Task instructions: Give the entries again, exactly as they stand.

---*---

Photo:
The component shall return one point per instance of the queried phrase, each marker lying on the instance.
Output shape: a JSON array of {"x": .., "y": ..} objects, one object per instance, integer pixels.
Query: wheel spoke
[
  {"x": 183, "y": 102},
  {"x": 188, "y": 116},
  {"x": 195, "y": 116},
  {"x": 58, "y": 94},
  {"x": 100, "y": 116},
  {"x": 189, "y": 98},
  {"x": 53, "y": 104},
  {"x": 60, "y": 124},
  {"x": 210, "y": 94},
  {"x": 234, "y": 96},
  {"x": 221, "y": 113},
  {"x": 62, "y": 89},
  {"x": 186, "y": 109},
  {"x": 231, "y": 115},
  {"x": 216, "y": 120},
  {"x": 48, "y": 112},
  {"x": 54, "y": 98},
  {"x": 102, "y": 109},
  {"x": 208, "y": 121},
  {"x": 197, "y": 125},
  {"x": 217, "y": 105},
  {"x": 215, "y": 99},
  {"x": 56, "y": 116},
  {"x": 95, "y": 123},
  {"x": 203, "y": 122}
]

---*---

Answer to this exercise:
Photo:
The component shall return one point per instance of the queried phrase, each marker lying on the instance.
Output shape: a JSON array of {"x": .., "y": ..} objects, one object per instance, integer pixels.
Query: wheel spoke
[
  {"x": 183, "y": 102},
  {"x": 188, "y": 116},
  {"x": 195, "y": 116},
  {"x": 58, "y": 94},
  {"x": 100, "y": 116},
  {"x": 189, "y": 98},
  {"x": 53, "y": 104},
  {"x": 60, "y": 124},
  {"x": 210, "y": 94},
  {"x": 234, "y": 96},
  {"x": 221, "y": 113},
  {"x": 62, "y": 89},
  {"x": 186, "y": 109},
  {"x": 231, "y": 115},
  {"x": 216, "y": 120},
  {"x": 48, "y": 112},
  {"x": 54, "y": 98},
  {"x": 102, "y": 109},
  {"x": 208, "y": 121},
  {"x": 197, "y": 125},
  {"x": 217, "y": 105},
  {"x": 215, "y": 99},
  {"x": 56, "y": 116},
  {"x": 95, "y": 123},
  {"x": 203, "y": 122}
]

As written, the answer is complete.